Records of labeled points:
- - -
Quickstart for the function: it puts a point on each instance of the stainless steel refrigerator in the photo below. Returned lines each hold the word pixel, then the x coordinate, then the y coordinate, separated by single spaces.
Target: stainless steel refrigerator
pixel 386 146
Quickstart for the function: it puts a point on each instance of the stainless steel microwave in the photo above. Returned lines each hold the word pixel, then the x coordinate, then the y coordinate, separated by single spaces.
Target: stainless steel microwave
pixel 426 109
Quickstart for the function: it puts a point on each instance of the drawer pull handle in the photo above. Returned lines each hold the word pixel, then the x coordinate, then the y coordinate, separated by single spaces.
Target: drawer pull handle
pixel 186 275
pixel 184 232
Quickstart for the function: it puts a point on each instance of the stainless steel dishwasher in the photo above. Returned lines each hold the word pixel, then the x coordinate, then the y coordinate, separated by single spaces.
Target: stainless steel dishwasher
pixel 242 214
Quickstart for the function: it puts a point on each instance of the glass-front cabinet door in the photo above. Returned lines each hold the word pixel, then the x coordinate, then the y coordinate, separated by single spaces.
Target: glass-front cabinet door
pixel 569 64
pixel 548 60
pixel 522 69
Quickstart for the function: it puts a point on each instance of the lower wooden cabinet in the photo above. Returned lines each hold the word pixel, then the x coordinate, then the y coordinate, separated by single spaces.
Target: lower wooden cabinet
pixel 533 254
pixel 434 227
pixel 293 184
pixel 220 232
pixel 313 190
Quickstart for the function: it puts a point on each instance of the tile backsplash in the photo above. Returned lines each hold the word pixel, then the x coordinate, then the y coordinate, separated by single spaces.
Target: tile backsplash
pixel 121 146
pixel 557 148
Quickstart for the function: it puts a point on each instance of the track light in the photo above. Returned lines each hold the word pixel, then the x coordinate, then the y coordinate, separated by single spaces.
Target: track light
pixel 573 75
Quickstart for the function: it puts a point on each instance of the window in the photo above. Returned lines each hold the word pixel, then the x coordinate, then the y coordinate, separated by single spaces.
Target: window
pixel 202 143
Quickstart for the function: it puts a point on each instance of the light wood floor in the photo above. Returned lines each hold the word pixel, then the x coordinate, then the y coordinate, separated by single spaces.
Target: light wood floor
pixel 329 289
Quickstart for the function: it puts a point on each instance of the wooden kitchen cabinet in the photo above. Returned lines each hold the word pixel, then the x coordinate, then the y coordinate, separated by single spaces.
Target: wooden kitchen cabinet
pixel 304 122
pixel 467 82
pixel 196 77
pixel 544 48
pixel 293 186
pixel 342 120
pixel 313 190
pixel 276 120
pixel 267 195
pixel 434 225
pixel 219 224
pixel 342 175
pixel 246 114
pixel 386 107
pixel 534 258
- - -
> WORK TO BE COMPLETED
In the listing, from the line with "of the window" up to and including the line with "pixel 329 289", change "light wood floor" to "hardwood floor" wherever it occurs, leaving everything else untouched. Give back only those lines.

> TASK RESULT
Quickstart for the function: it puts a point on each instance of the window in the photo above. Returned lines each hold the word pixel, then the x coordinate, then the y coordinate, separated by single spaces.
Target: window
pixel 202 143
Quickstart for the function: it puts a point on each instance of the hardwood floor in the photo above. Returned lines each hold the word pixel, then the x coordinate, then the y coordinate, separated by single spaces.
Target: hardwood floor
pixel 329 289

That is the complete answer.